• Provided data
Content starts

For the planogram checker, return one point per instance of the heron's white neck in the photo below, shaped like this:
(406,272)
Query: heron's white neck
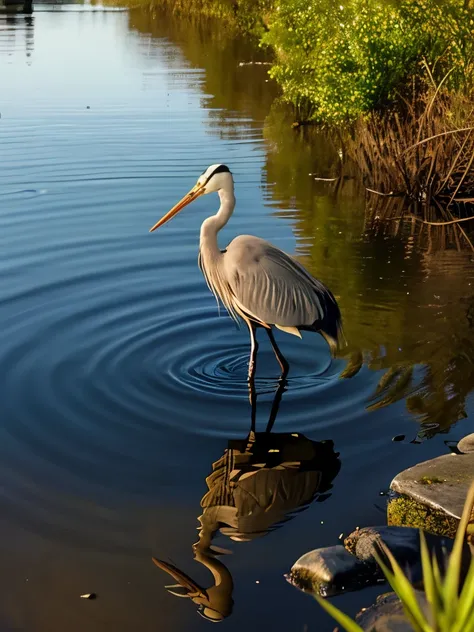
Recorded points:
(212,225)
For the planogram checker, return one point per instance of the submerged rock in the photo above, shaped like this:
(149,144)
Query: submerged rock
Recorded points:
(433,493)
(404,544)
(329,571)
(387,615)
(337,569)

Content ends
Content starts

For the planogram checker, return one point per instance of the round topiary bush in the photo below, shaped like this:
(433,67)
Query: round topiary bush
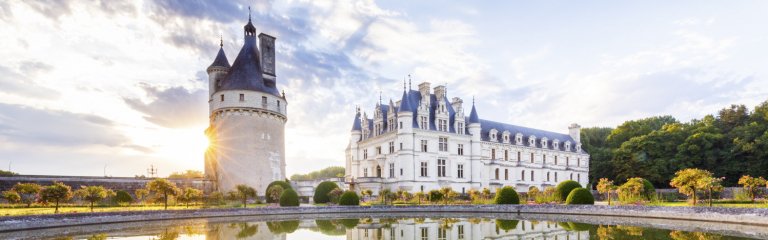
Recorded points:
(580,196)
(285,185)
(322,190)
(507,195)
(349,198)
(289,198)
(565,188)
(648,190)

Content ends

• Activity
Would you please copy every line in the data that contains the word "instance"?

• Your solution
For the planogram checker, return one point per instance of the heron's white neck in the photo below, shaped like this:
For the planogram checker, return one point per instance of the submerged rock in the photo above, shaped like this:
For the planogram checker, return one point per instance of the round topiary bush in the photo below, shaped like this:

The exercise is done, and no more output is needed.